-------- DATASET RECORDS

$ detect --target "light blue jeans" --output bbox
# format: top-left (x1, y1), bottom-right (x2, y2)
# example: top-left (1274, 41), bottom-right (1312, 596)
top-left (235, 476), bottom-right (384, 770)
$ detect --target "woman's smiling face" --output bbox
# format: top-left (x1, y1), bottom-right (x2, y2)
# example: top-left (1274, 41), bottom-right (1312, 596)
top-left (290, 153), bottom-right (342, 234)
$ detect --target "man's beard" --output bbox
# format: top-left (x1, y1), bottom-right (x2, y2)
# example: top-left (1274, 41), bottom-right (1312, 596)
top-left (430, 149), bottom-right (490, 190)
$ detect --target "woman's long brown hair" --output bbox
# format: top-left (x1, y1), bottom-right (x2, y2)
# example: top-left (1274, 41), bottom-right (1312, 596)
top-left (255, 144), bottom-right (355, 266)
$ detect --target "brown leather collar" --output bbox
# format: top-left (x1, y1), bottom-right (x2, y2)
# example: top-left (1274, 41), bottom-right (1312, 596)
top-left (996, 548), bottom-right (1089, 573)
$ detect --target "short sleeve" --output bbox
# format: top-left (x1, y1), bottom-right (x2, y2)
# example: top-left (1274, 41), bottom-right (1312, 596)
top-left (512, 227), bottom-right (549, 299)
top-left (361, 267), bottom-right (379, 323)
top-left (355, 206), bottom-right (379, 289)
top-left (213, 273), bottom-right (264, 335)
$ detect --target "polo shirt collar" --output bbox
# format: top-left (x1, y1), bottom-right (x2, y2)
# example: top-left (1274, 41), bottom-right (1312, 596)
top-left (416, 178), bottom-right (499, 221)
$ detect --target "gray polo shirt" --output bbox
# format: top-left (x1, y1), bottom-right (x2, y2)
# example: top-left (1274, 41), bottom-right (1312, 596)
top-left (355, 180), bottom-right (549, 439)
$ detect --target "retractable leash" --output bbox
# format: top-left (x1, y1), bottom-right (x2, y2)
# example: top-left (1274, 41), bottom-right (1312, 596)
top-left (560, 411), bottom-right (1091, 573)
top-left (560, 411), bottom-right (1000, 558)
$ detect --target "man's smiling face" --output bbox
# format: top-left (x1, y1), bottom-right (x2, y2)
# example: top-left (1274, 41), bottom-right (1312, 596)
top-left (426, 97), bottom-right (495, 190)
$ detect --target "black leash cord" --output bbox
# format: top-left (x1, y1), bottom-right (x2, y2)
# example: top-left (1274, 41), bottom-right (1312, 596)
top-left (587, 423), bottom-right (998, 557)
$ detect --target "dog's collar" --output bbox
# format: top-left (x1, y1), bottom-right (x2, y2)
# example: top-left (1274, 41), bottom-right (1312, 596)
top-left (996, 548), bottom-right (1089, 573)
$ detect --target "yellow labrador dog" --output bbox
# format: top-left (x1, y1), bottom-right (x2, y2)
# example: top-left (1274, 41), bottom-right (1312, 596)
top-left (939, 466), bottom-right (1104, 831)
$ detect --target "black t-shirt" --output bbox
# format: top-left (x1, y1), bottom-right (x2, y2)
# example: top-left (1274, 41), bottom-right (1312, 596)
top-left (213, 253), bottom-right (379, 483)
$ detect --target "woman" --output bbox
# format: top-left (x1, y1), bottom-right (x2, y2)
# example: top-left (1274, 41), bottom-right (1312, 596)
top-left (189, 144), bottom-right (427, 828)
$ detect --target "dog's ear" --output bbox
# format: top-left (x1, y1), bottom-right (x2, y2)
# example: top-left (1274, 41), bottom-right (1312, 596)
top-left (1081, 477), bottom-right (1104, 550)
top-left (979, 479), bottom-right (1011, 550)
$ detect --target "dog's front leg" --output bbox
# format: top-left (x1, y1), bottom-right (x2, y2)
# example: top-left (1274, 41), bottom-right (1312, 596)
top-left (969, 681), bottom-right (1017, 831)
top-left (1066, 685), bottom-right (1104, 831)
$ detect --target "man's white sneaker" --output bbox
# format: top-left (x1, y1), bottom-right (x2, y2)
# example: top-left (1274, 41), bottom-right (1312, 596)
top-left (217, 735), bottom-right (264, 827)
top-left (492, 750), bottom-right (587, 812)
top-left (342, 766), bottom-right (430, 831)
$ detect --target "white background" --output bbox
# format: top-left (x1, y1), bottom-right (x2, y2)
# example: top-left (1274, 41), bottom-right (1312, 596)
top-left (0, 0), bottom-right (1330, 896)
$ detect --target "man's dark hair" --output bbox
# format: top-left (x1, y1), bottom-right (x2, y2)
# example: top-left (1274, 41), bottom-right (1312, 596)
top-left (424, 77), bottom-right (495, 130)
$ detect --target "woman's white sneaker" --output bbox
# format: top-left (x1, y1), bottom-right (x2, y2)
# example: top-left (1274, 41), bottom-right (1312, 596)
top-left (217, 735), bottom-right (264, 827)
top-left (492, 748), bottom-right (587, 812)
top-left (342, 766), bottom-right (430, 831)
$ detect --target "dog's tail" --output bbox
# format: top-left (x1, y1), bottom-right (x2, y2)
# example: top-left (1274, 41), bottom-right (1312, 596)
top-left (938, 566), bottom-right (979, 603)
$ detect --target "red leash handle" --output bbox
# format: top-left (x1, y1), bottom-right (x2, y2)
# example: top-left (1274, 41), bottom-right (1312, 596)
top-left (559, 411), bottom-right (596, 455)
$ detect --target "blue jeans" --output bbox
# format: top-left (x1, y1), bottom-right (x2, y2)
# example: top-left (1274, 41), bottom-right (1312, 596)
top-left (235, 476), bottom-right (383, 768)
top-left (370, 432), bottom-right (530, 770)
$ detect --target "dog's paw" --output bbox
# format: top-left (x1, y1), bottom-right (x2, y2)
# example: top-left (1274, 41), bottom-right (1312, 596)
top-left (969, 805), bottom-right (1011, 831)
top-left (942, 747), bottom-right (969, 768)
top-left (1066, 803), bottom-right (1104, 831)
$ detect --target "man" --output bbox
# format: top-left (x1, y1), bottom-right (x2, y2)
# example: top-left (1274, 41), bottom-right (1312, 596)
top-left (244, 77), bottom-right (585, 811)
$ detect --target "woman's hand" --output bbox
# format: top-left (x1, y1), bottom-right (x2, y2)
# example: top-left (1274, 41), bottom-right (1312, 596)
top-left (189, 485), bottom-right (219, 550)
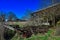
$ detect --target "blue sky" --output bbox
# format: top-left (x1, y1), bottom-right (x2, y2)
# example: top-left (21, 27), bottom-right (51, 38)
top-left (0, 0), bottom-right (59, 18)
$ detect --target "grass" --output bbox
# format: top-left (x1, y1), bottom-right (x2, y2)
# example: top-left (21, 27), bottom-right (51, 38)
top-left (12, 30), bottom-right (60, 40)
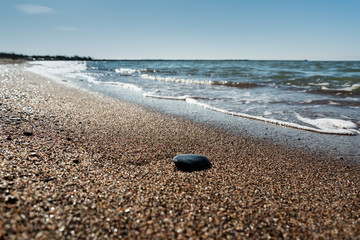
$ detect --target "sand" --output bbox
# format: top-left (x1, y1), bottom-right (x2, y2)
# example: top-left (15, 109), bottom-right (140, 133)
top-left (0, 62), bottom-right (360, 239)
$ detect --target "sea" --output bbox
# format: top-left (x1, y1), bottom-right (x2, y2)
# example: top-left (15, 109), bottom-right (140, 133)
top-left (29, 60), bottom-right (360, 136)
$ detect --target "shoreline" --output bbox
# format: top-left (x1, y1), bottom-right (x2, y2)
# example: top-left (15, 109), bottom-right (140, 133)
top-left (0, 65), bottom-right (360, 239)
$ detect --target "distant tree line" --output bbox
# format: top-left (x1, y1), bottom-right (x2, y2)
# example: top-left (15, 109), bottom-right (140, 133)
top-left (0, 53), bottom-right (93, 61)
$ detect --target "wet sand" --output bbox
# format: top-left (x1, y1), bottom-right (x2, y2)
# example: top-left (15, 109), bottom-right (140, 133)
top-left (0, 65), bottom-right (360, 239)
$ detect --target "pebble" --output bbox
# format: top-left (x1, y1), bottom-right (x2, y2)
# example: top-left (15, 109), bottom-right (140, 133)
top-left (174, 154), bottom-right (211, 171)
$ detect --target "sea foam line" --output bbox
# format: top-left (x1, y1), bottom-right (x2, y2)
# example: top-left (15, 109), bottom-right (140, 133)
top-left (144, 93), bottom-right (360, 136)
top-left (140, 74), bottom-right (260, 88)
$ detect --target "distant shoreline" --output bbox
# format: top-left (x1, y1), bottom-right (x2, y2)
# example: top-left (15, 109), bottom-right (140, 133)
top-left (0, 52), bottom-right (360, 64)
top-left (0, 53), bottom-right (93, 62)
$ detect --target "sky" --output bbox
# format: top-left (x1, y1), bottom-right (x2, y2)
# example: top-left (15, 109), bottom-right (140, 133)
top-left (0, 0), bottom-right (360, 60)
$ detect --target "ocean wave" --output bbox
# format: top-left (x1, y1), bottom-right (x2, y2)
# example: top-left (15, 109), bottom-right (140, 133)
top-left (186, 98), bottom-right (360, 136)
top-left (97, 82), bottom-right (143, 92)
top-left (140, 74), bottom-right (261, 89)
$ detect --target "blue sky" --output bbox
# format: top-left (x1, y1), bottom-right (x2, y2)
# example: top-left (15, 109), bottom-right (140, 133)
top-left (0, 0), bottom-right (360, 60)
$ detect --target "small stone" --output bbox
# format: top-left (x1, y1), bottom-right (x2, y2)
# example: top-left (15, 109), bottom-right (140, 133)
top-left (5, 196), bottom-right (18, 204)
top-left (174, 154), bottom-right (211, 172)
top-left (24, 131), bottom-right (34, 137)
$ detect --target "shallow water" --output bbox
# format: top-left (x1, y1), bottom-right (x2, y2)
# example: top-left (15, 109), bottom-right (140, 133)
top-left (31, 60), bottom-right (360, 135)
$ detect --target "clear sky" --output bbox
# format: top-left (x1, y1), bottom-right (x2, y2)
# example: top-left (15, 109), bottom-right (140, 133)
top-left (0, 0), bottom-right (360, 60)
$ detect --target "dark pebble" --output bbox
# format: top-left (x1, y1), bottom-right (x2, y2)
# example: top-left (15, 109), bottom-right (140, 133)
top-left (174, 154), bottom-right (211, 172)
top-left (6, 196), bottom-right (18, 204)
top-left (24, 131), bottom-right (34, 137)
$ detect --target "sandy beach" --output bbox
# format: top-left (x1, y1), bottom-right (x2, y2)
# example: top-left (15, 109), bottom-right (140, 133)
top-left (0, 62), bottom-right (360, 239)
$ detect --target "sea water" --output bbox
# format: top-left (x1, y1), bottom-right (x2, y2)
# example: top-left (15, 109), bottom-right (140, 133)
top-left (30, 60), bottom-right (360, 135)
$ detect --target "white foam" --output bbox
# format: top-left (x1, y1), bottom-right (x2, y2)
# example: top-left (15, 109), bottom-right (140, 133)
top-left (115, 68), bottom-right (144, 75)
top-left (296, 114), bottom-right (360, 135)
top-left (321, 83), bottom-right (360, 92)
top-left (143, 93), bottom-right (190, 101)
top-left (140, 74), bottom-right (212, 85)
top-left (186, 98), bottom-right (360, 135)
top-left (27, 61), bottom-right (95, 82)
top-left (101, 82), bottom-right (142, 92)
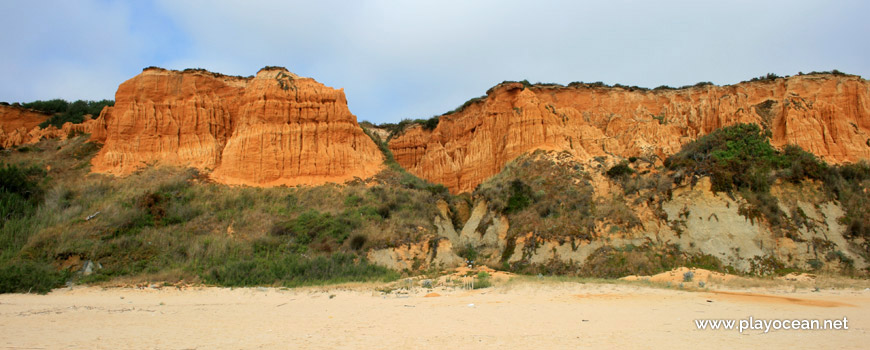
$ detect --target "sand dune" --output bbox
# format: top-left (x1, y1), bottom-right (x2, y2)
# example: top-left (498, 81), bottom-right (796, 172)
top-left (0, 281), bottom-right (870, 349)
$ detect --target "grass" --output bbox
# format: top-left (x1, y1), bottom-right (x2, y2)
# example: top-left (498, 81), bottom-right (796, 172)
top-left (0, 136), bottom-right (437, 291)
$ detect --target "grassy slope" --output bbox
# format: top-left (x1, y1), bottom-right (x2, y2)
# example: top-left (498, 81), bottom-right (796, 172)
top-left (0, 126), bottom-right (870, 292)
top-left (0, 136), bottom-right (456, 292)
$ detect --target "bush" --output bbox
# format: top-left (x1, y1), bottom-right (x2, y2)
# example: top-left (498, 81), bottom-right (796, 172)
top-left (474, 271), bottom-right (492, 289)
top-left (0, 260), bottom-right (67, 294)
top-left (202, 253), bottom-right (399, 287)
top-left (23, 99), bottom-right (115, 128)
top-left (0, 164), bottom-right (45, 221)
top-left (272, 210), bottom-right (359, 244)
top-left (504, 179), bottom-right (532, 214)
top-left (607, 159), bottom-right (636, 179)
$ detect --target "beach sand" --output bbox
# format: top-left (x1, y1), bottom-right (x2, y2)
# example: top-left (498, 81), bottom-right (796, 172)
top-left (0, 278), bottom-right (870, 349)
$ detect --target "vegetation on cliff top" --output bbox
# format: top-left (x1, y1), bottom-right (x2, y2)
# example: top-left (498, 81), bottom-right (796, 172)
top-left (4, 99), bottom-right (115, 129)
top-left (665, 124), bottom-right (870, 243)
top-left (0, 136), bottom-right (456, 292)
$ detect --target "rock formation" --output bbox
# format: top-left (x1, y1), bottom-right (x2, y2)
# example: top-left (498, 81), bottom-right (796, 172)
top-left (0, 105), bottom-right (49, 148)
top-left (92, 67), bottom-right (383, 186)
top-left (389, 74), bottom-right (870, 193)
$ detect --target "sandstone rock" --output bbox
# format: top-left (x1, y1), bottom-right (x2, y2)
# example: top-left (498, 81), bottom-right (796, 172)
top-left (389, 74), bottom-right (870, 193)
top-left (0, 105), bottom-right (50, 148)
top-left (92, 67), bottom-right (383, 186)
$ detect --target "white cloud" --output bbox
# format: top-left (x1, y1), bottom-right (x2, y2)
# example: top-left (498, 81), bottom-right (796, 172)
top-left (0, 0), bottom-right (870, 122)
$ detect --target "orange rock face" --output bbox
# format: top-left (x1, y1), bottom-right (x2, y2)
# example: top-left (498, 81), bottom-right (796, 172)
top-left (0, 105), bottom-right (50, 148)
top-left (389, 75), bottom-right (870, 193)
top-left (92, 68), bottom-right (383, 186)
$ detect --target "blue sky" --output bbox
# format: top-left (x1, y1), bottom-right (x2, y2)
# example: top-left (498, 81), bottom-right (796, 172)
top-left (0, 0), bottom-right (870, 122)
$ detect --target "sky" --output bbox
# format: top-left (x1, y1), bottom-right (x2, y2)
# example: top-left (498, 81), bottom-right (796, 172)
top-left (0, 0), bottom-right (870, 123)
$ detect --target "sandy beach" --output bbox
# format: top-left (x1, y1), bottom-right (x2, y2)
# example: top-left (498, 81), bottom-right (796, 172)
top-left (0, 280), bottom-right (870, 349)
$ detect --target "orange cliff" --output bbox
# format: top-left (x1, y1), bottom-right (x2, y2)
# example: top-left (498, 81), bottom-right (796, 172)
top-left (389, 74), bottom-right (870, 193)
top-left (92, 67), bottom-right (383, 186)
top-left (0, 105), bottom-right (50, 148)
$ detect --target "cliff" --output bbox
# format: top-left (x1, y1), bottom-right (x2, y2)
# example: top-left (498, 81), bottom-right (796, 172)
top-left (389, 74), bottom-right (870, 193)
top-left (0, 105), bottom-right (49, 148)
top-left (92, 67), bottom-right (383, 186)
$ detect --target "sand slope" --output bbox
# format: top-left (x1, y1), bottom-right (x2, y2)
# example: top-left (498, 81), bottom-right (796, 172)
top-left (0, 282), bottom-right (870, 349)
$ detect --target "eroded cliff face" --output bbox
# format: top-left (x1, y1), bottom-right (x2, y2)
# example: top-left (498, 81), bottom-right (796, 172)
top-left (92, 67), bottom-right (383, 186)
top-left (389, 75), bottom-right (870, 193)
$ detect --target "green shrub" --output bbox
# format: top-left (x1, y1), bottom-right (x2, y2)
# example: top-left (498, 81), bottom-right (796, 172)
top-left (606, 162), bottom-right (634, 179)
top-left (0, 164), bottom-right (45, 224)
top-left (23, 99), bottom-right (115, 128)
top-left (202, 253), bottom-right (398, 287)
top-left (474, 271), bottom-right (492, 289)
top-left (0, 260), bottom-right (67, 294)
top-left (504, 179), bottom-right (532, 214)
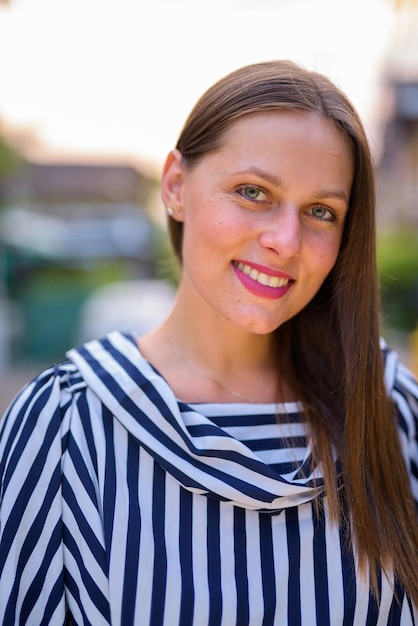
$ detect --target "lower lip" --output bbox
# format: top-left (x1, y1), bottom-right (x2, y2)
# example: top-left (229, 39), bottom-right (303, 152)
top-left (232, 265), bottom-right (293, 300)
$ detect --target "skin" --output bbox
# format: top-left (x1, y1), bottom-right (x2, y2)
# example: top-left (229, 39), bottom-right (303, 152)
top-left (139, 111), bottom-right (354, 402)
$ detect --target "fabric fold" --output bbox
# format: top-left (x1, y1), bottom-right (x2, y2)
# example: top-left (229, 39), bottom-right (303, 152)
top-left (67, 331), bottom-right (324, 512)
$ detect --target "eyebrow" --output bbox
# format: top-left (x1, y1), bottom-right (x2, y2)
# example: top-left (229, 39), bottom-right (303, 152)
top-left (237, 167), bottom-right (349, 204)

----------------

_WHAT TO DO_:
Locate every line in the material above that contains the string "water", matching case, and copy each such line.

_THE RESULT_:
$ detect --target "shallow water" --output bbox
$ detect --target "sea water" --output bbox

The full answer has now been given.